━━ Dataset entries
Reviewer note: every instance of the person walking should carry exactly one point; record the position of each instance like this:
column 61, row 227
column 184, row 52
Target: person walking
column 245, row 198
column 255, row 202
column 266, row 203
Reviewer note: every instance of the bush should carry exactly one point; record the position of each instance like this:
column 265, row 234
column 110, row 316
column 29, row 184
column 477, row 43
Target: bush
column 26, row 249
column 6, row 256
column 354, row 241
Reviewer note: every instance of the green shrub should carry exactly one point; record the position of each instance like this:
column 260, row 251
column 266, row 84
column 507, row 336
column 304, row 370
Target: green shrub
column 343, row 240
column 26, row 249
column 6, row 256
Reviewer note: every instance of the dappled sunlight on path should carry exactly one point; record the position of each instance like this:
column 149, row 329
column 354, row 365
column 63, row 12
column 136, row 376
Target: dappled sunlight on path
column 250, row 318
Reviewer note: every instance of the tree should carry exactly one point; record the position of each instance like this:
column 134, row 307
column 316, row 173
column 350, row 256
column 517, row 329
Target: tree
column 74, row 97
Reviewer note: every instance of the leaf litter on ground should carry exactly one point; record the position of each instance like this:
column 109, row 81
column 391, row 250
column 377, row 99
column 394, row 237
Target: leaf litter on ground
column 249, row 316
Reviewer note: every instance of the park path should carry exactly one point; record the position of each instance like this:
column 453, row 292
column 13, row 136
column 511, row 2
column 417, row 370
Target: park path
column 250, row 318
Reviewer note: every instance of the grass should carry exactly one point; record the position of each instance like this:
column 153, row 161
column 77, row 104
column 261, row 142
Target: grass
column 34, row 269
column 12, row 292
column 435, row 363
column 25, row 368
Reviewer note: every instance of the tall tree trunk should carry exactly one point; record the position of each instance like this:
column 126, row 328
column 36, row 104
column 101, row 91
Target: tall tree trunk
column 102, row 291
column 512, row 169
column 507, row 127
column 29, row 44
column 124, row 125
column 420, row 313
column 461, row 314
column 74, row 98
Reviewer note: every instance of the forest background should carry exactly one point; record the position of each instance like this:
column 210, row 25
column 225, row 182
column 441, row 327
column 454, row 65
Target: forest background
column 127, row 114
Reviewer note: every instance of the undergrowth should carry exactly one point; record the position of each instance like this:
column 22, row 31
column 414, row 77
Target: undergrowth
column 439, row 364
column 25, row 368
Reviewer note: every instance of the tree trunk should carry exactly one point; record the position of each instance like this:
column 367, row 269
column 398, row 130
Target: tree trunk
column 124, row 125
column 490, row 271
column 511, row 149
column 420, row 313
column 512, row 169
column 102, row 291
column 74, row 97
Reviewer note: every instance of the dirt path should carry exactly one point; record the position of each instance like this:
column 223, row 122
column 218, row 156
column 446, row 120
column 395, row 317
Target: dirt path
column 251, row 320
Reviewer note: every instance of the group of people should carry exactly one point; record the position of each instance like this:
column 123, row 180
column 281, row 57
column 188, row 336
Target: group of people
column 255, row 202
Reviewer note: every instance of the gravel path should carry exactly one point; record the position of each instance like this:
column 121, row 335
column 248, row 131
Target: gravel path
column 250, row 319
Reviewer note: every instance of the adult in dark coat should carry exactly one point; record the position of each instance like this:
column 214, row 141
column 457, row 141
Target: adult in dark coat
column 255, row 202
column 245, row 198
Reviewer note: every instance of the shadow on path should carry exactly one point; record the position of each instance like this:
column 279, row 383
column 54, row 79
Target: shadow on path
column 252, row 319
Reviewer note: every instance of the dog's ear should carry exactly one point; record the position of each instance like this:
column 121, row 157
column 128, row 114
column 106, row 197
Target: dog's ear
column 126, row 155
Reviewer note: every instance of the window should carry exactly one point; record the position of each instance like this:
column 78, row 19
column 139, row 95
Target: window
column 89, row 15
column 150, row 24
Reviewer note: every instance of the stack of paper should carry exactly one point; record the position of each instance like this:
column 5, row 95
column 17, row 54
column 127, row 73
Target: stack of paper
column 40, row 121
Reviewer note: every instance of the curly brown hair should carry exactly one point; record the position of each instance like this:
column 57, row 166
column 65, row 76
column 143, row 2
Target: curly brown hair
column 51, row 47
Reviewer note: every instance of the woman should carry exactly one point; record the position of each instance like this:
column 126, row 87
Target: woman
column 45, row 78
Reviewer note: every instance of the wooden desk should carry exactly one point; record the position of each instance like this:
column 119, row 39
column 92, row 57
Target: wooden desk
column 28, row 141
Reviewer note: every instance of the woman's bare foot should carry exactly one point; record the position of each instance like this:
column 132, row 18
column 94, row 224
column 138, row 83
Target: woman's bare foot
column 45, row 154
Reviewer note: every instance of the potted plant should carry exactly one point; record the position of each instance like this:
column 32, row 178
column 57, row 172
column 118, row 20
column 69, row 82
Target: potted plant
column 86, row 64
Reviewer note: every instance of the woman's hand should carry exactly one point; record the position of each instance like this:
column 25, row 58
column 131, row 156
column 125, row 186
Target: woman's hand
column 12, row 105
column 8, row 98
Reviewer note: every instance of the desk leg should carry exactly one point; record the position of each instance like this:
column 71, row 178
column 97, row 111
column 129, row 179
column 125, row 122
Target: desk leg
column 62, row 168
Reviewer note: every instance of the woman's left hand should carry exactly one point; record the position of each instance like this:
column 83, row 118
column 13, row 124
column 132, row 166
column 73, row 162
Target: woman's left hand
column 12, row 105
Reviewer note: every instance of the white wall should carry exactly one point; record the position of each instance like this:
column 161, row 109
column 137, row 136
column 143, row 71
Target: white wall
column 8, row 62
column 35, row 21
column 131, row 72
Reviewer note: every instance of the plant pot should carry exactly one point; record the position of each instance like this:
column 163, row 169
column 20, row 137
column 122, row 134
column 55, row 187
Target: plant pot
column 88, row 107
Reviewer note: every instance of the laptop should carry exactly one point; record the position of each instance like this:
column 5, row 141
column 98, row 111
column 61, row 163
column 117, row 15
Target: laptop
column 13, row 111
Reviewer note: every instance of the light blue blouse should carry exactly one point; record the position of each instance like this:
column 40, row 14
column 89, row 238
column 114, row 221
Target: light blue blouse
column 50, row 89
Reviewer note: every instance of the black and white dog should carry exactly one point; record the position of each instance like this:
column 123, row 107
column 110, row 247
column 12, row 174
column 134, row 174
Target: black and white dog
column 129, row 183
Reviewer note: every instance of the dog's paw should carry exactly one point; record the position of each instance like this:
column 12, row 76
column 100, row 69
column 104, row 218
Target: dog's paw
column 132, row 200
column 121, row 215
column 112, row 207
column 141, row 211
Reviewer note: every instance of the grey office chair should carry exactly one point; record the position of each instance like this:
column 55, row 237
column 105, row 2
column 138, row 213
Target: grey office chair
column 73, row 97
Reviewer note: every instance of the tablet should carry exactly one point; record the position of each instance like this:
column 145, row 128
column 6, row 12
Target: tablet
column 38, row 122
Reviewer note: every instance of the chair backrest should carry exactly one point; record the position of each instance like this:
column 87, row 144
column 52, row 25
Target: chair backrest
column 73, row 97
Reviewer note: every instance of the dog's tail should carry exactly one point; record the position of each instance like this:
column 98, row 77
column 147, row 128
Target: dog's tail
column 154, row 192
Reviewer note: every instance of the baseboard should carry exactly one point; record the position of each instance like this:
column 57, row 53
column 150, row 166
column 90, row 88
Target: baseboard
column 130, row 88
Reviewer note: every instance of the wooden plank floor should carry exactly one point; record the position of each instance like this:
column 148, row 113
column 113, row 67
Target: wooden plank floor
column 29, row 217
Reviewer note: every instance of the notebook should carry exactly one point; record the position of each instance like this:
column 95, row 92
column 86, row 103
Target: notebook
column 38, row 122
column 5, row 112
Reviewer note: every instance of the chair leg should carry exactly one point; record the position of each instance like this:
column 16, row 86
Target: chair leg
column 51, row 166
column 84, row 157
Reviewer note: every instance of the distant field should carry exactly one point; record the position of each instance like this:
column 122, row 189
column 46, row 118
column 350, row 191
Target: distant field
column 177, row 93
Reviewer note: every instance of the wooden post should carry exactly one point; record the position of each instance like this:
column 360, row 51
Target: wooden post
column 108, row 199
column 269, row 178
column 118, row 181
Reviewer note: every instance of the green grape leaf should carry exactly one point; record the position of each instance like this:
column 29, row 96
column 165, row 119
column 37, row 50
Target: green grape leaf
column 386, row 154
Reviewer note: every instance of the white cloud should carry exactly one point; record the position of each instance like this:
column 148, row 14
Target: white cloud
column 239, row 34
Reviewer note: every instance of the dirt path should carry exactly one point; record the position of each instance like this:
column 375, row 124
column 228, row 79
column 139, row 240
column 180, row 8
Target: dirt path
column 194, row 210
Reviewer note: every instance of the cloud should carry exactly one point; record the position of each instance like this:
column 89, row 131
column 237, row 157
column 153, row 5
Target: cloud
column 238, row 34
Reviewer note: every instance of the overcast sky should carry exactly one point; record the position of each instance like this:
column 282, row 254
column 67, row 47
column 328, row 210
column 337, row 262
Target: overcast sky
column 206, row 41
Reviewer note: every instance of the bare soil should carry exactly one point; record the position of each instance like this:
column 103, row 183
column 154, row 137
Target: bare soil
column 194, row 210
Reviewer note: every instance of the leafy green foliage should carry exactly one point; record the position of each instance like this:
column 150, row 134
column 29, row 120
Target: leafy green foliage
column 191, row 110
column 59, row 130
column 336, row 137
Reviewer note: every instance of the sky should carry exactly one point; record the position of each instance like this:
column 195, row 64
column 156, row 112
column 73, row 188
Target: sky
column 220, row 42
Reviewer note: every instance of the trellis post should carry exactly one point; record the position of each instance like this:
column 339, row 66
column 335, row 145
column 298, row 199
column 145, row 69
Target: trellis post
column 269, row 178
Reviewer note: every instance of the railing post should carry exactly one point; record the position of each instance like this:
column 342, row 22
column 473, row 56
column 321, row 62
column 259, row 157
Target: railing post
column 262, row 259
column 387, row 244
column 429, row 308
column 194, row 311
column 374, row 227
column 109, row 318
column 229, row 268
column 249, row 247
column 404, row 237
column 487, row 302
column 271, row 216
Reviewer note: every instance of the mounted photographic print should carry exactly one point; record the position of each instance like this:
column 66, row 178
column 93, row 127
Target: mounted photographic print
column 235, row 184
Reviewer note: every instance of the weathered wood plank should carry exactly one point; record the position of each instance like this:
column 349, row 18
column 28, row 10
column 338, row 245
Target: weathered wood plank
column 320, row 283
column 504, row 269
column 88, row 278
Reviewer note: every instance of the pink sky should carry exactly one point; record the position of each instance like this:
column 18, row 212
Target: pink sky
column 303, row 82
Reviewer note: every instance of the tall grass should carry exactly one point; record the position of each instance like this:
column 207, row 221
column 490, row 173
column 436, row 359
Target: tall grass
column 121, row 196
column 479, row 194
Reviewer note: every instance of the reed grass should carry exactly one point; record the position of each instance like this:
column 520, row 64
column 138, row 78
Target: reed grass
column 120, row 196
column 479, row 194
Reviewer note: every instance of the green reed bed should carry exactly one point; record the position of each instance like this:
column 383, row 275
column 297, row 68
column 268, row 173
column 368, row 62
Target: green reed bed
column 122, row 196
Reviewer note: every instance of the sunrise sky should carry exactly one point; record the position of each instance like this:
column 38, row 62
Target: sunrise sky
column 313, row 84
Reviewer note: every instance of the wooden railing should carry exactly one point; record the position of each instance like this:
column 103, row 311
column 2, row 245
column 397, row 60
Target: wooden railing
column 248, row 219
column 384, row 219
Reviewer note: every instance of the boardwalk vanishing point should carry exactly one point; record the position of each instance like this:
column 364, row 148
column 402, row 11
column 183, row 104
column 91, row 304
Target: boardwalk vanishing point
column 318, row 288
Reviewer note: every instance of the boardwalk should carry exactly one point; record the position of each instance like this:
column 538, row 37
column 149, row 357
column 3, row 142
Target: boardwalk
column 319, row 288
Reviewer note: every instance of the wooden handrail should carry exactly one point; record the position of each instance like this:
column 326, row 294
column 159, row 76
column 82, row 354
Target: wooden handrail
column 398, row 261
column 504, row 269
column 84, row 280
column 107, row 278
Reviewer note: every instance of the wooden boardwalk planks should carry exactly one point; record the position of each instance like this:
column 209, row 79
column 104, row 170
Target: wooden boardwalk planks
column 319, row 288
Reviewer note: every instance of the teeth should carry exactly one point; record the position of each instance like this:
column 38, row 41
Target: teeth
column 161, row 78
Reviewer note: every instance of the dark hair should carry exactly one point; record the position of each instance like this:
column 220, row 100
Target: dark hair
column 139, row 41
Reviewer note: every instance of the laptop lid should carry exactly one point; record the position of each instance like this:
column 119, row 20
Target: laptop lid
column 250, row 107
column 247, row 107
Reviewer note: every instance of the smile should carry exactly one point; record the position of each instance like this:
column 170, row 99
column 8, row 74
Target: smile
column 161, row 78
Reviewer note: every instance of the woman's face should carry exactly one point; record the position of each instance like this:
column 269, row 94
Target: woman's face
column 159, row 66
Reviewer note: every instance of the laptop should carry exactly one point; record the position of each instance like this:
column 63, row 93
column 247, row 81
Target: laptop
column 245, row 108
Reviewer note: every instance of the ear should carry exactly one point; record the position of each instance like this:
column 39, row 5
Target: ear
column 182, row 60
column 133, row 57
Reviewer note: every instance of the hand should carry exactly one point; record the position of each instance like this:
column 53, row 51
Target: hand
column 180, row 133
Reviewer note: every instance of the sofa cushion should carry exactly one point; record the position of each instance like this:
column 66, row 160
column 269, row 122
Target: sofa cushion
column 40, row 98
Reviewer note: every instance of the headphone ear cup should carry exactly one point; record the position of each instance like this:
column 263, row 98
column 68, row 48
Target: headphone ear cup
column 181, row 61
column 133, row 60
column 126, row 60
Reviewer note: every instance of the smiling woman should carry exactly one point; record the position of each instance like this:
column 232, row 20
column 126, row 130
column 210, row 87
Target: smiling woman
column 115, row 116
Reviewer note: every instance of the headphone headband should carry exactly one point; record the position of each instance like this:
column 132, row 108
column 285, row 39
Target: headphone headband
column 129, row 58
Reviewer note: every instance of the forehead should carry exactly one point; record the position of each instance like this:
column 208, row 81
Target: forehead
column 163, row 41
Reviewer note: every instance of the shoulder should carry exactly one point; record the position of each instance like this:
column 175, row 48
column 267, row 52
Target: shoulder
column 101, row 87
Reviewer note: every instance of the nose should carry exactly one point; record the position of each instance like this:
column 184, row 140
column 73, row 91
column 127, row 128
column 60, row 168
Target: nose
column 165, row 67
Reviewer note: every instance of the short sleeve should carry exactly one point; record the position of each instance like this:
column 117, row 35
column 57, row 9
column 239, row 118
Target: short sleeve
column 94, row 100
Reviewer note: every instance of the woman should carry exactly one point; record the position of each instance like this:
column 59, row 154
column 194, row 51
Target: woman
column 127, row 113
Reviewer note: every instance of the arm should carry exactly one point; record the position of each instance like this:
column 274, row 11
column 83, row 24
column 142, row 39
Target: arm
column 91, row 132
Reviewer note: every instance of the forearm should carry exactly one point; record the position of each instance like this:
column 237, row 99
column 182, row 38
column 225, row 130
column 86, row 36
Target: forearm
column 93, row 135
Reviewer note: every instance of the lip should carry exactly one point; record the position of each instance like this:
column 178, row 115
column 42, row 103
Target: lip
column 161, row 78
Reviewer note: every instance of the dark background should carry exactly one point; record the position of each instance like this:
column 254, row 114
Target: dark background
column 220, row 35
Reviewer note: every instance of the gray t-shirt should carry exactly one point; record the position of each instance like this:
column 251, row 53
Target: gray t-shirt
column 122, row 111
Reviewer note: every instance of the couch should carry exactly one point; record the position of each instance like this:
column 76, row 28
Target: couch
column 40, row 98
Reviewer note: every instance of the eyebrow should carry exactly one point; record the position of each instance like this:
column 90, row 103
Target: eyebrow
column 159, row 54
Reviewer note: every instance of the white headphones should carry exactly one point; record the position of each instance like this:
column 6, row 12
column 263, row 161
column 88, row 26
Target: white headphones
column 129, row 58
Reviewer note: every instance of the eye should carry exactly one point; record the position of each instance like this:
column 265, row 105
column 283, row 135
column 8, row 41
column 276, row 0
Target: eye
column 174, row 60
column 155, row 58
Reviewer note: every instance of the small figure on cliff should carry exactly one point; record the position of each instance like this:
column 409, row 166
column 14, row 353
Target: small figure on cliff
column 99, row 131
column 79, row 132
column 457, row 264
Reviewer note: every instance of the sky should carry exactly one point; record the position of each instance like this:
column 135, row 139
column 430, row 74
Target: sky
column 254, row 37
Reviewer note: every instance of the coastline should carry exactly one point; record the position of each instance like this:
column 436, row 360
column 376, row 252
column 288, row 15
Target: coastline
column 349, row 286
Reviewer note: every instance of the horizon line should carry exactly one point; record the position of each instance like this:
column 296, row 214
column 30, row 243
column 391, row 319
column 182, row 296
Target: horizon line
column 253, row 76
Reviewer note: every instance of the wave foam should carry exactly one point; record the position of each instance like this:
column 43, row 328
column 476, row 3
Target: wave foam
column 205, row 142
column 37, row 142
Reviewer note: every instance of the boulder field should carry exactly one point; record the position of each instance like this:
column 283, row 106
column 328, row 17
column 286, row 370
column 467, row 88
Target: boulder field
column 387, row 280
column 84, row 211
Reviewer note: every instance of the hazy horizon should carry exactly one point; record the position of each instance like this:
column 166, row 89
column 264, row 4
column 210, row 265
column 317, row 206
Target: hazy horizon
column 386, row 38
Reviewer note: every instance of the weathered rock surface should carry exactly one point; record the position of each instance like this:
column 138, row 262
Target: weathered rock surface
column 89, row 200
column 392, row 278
━━━━
Copy the material above exactly, from its first line up to and including the line that contains "column 266, row 203".

Reviewer note: every instance of the person walking should carry exactly one point; record the position of each instance like this:
column 61, row 227
column 184, row 52
Target: person walking
column 245, row 198
column 255, row 202
column 266, row 203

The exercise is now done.